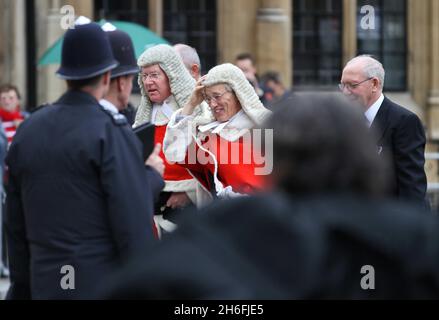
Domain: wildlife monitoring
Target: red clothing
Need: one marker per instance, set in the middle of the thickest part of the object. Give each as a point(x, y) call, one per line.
point(240, 174)
point(8, 121)
point(173, 172)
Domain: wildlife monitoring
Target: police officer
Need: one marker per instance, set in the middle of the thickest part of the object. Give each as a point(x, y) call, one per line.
point(117, 97)
point(80, 199)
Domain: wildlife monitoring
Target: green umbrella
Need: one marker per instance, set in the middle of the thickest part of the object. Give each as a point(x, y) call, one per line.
point(141, 36)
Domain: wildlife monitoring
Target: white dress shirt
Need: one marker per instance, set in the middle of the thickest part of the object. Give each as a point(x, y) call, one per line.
point(373, 110)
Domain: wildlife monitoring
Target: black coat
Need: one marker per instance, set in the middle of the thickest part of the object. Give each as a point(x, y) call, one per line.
point(79, 195)
point(400, 136)
point(276, 247)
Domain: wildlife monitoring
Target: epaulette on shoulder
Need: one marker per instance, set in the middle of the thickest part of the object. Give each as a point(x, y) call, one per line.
point(40, 107)
point(118, 119)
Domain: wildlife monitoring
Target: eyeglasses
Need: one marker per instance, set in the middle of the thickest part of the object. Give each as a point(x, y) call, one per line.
point(351, 86)
point(215, 97)
point(152, 76)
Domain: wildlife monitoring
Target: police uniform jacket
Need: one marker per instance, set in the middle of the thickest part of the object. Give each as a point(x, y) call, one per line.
point(80, 199)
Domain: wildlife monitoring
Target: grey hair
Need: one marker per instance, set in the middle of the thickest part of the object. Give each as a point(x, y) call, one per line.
point(373, 68)
point(227, 86)
point(188, 54)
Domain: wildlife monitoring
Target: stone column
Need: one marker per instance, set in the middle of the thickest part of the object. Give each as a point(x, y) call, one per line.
point(419, 68)
point(155, 19)
point(349, 30)
point(236, 28)
point(274, 38)
point(50, 87)
point(433, 95)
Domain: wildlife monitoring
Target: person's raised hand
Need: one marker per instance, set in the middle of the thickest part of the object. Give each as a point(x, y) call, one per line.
point(155, 161)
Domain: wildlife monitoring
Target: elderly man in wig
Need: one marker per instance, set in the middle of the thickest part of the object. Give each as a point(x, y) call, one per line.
point(218, 149)
point(166, 86)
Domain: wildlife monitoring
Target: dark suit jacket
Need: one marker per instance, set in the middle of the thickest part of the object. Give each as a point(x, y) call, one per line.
point(400, 136)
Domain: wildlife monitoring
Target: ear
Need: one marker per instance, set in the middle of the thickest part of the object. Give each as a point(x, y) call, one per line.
point(376, 84)
point(120, 83)
point(195, 70)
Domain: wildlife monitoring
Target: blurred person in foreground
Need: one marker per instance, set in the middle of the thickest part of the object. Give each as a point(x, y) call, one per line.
point(310, 239)
point(10, 111)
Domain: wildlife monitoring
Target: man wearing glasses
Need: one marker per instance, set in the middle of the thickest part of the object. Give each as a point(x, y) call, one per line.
point(399, 133)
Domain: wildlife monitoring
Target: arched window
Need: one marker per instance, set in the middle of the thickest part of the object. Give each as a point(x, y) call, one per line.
point(381, 32)
point(193, 23)
point(317, 43)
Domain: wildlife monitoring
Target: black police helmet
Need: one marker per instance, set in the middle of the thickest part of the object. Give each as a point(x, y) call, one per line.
point(86, 53)
point(123, 51)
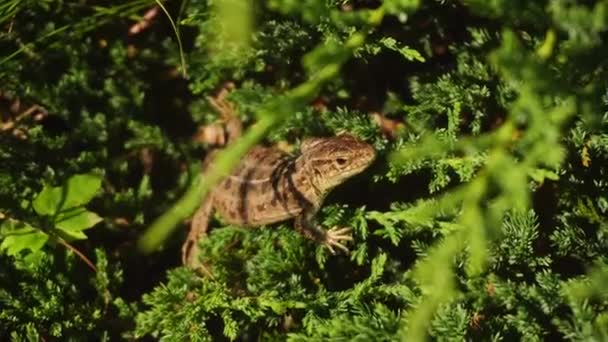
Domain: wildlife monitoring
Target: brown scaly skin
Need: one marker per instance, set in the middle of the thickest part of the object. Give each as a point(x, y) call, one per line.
point(269, 186)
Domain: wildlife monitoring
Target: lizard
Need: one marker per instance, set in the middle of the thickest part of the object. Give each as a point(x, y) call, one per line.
point(270, 186)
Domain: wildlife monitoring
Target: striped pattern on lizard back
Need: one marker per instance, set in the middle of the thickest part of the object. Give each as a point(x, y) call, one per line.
point(266, 187)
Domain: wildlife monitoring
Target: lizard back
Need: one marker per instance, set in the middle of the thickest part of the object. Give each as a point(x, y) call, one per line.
point(264, 188)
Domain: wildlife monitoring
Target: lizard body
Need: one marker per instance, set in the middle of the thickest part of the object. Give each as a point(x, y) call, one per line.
point(270, 186)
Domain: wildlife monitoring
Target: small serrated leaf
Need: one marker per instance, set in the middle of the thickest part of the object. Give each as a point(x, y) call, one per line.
point(19, 236)
point(72, 221)
point(77, 191)
point(80, 189)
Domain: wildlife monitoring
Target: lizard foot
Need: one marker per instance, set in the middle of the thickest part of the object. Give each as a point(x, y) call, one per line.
point(335, 238)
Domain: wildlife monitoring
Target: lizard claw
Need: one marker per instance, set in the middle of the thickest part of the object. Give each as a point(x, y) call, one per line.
point(334, 238)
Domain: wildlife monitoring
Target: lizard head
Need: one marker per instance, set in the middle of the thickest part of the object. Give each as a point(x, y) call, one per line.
point(333, 160)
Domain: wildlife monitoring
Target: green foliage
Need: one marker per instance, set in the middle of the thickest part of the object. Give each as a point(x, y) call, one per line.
point(61, 212)
point(485, 216)
point(59, 298)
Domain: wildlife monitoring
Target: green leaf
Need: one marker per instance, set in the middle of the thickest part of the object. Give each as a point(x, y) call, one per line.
point(405, 51)
point(78, 190)
point(48, 201)
point(18, 236)
point(73, 221)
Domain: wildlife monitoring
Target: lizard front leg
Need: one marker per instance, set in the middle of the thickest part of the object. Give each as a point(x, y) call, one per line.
point(198, 229)
point(331, 239)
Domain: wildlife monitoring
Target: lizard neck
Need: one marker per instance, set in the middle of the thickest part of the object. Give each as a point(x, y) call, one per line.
point(304, 179)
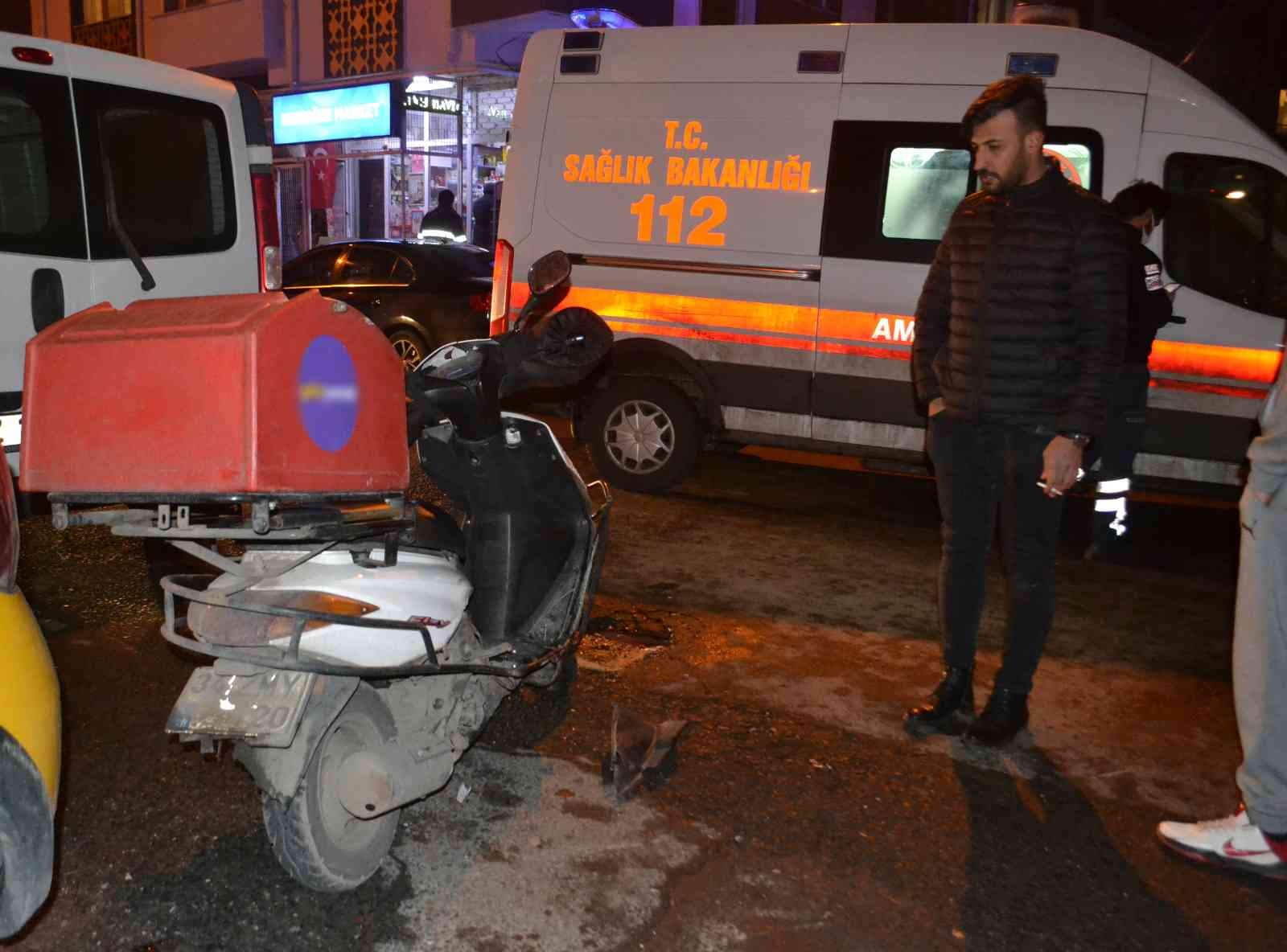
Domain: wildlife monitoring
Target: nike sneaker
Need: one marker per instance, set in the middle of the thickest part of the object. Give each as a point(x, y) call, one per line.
point(1233, 842)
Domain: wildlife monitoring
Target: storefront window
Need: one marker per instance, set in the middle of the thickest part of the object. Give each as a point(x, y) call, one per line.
point(381, 188)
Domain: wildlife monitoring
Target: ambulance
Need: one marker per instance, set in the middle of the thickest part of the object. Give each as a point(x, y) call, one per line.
point(753, 210)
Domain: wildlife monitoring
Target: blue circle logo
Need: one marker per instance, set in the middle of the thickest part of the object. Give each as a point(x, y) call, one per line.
point(328, 394)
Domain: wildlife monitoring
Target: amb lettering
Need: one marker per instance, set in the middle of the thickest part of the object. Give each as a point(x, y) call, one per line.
point(898, 331)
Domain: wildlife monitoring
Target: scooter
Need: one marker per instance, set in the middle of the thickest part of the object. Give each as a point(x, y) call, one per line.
point(360, 649)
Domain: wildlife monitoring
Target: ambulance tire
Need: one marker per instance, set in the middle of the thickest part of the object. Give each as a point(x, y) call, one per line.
point(644, 434)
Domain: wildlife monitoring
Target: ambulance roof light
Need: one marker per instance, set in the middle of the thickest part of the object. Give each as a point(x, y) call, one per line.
point(1044, 64)
point(600, 18)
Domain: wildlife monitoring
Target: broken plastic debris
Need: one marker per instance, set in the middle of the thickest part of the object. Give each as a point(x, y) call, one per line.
point(641, 753)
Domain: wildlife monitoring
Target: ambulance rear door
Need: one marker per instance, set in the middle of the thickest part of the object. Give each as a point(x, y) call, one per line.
point(1224, 241)
point(684, 170)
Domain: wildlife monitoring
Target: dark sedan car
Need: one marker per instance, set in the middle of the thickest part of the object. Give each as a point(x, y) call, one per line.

_ _ _ _ _ _ _

» **Objective**: Omit the pictures, and quote the material above exactly as given.

» **Final result**:
Domain: wildlife monitoring
Target: red clothing
Need: one marker per instance, set in the middle of the thickest part of the object. Give each as a point(x, y) call, one per line.
point(240, 174)
point(8, 121)
point(173, 172)
Domain: wildlife monitoring
Target: police officer
Need: one marker per instance, set in the middle of the thickest part of the object. Give each as a point(x, y) call, one per line.
point(117, 97)
point(80, 199)
Domain: wildlife monitoring
Target: green umbrella
Need: one marker per instance, set in the middle of the thickest part of the object. Give each as a point(x, y) call, one per line.
point(141, 36)
Domain: wildlife monitoring
Target: white dress shirt
Need: one marker per instance, set in the middle of the thickest part of the object. Give each as a point(x, y) call, one per line.
point(373, 110)
Domain: wildlife monitoring
Target: black coat
Need: one marker per instance, set in the middle of the thickest part of the object. Give each as a point(x, y) call, one per line.
point(79, 195)
point(400, 136)
point(276, 247)
Domain: wildlife monitoring
Target: epaulette on shoulder
Need: one marker per instance, set in the middle of the thickest part of the object. Give each as a point(x, y) call, one per line.
point(40, 107)
point(118, 119)
Domain: wildlife monitoring
Target: eyeglasses
Need: one marker per instance, set in the middle of the thickest part of the object. Give each as a point(x, y) call, one per line.
point(351, 86)
point(215, 97)
point(152, 76)
Domain: wildlife monitoring
Target: police uniform jacket
Need: one marker per instance, set in the middle of the thickest part of the object. Give each as a point(x, y) call, one per line.
point(80, 199)
Domain: wildlife monitoring
Target: grey hair
Need: one marker per instance, set in the middle of the thickest part of the object. Give each as a point(x, y) call, one per line.
point(373, 68)
point(227, 86)
point(188, 54)
Domain: wildlife monitoring
Target: stone column
Need: one marker per instance, set in the middle of the thickest part of the object. Give each as a point(x, y) call, one per line.
point(419, 68)
point(155, 19)
point(349, 30)
point(236, 28)
point(274, 38)
point(50, 87)
point(433, 95)
Domain: wildlife monitoring
Target: person's raised hand
Need: one marker per instance, set in the middle of the thickest part of the object. Give each as a point(x, y) call, one per line.
point(155, 161)
Domain: wildlife monitoring
Target: elderly man in wig
Need: one marker per instance, set in the middle of the thickest part of the object. Give each as a point(x, y) call, one per line.
point(218, 149)
point(166, 86)
Domain: wildlife monitoring
Target: dark suit jacket
Need: one marker per instance, set in the middle of the thickest part of the object. Give each as a point(x, y) call, one per line.
point(400, 136)
Domain: wildlife monitoring
Target: ear
Need: one marker per instance, set in the middle of the thickest part of the object. Give each as a point(x, y) call, one per line.
point(376, 84)
point(120, 83)
point(195, 70)
Domain: wildlife monitoring
Target: blurred person in foreground
Need: one marker per instance, set in the middle of the thickest part of the object. Give each as a point(x, y) call, one per line.
point(310, 239)
point(10, 111)
Domain: wildlife monitoring
Target: man wearing glasses
Need: one marker per instance, set in the middle of the thickest part of the object. Give each as a point(x, y) call, one per line.
point(399, 133)
Domain: wildlife monitoring
Target: arched window
Need: one marker per instance, set in the middle of the thickest part of the object. Give each as a point(x, y) call, one per line.
point(381, 32)
point(193, 23)
point(317, 43)
Domain: wildlife monitoring
Target: black police helmet
Need: one marker per instance, set in the middle of the thickest part of the object. Give each as a point(x, y) call, one per line.
point(86, 53)
point(123, 51)
Domain: wildlife monitoring
Target: brown scaly skin
Need: one marker per instance, set in the middle of the thickest part of the object. Give each as a point(x, y) call, one per line.
point(269, 186)
Domain: wildlife monitoring
Target: lizard
Need: one marker per instance, set in the middle of the thickest part of the object. Give each as a point(x, y) call, one per line.
point(270, 186)
Domain: wildlife monitoring
Target: striped pattern on lizard back
Need: one marker per instance, set in the middle of the thickest part of the object. Give each as a point(x, y) call, one per line.
point(266, 187)
Domain: wildlife monitoring
Target: lizard back
Need: one marker per instance, set in the middle of the thickest part of the object. Give each as a point(x, y) call, one per line.
point(264, 188)
Domain: wildlife monitoring
Target: lizard body
Need: one marker per instance, set in the middle of the thickest part of the object. Give each as a point(x, y) call, one per line.
point(270, 186)
Domain: wildlife monitoring
Target: small serrated leaf
Need: one marker per instance, set in the middle of the thickest part of the object. Give each as a point(x, y) call, one per line.
point(19, 236)
point(72, 221)
point(77, 191)
point(80, 189)
Domain: wildlife monitoring
Target: lizard foot
Need: one marker per instance, set in the middle of the thickest part of the object. Give each as a point(x, y) call, one per line.
point(335, 238)
Domain: wildlife monitoring
Target: lizard claw
Need: one marker per instance, set in the middle of the thickest part of the object. Give each as a point(x, y) call, one per line.
point(334, 238)
Domain: wildlife monitoring
Target: lizard head
Need: one marker per instance, set in the middle of the thickest part of the object. Give each as a point(x, y) call, one per line.
point(333, 160)
Domain: wildlife monitoring
Target: green foliage
Need: one marker per instance, set in the middle of the thickest part of the object. Give each as a point(x, y) call, one per line.
point(61, 212)
point(485, 216)
point(59, 298)
Domain: wildlife monitoring
Target: green leaf
Need: one marker per instance, set in the middle of the thickest part of the object. Give each as a point(x, y) call, one per line.
point(405, 51)
point(78, 190)
point(48, 201)
point(18, 236)
point(73, 221)
Domain: wildlife monitoring
Target: lizard front leg
Need: one marker per instance, set in the middle of the thickest part of the object. Give each as a point(x, y) call, one per line.
point(198, 229)
point(331, 239)
Domain: wildlife monitoring
Target: lizard neck
Need: one marker per instance, set in the middle of the thickest part of the object. Give each as a point(x, y) call, one per line.
point(304, 179)
Domain: wildlife monitoring
Target: nike sneaker
Need: one marker per instance, set in the middle of the thickest part of the object. Give each as a point(x, y) call, one per line.
point(1233, 842)
Domain: wildlife monitoring
Target: storefront window
Need: one marker per instance, set in the middle of the thickest part of the object. Give each as a point(x, y) call, one per line.
point(381, 188)
Domain: wildlife monitoring
Target: ambulance
Need: one marker per instance, set in the middle of the thickest part of the object. Give each as a point(x, y) call, one per line.
point(753, 210)
Domain: wildlife monitoring
Target: blue circle logo
Need: one marker per instance, set in the middle of the thickest part of the object. Give each as a point(x, y) call, one per line.
point(328, 394)
Domain: wildlife monitoring
Target: amb lettering
Need: one marker per instance, set in the middle of the thickest part of the object. Give each as a point(x, y) call, one per line.
point(898, 331)
Domain: wildlife monitoring
Target: scooter
Need: one marker per instance, set in the middle of the thickest part of the object. Give each as a point(x, y) call, one per line.
point(360, 649)
Domain: wildlife monitoring
Target: ambulance tire
Need: one marker per instance, set in the middle of the thickest part of the object. Give each as a point(x, y) call, one per line.
point(644, 434)
Domain: wildlife monitoring
Target: ambulance roof light
Need: one marker per instance, set in the middle of the thickest part of the object. Give each as a point(x, y) call, one per line.
point(1044, 64)
point(600, 18)
Domain: wildlife monitoring
Target: broken plastic debris
Need: one marker per instance, set in the middle of the thickest part of the object. Give each as a point(x, y) call, one per line.
point(641, 753)
Domain: wildlife monitoring
Target: ambulance rear door
Need: one marker per instance, set in the middle of the thickest part of the object. Give each as a point(x, y) call, one per line.
point(1224, 241)
point(684, 170)
Domain: wildlife monitoring
Target: dark sedan car
Need: one marker per instance, set in the middle of the thickest part of the object. Give each as a point(x, y) call, one per line.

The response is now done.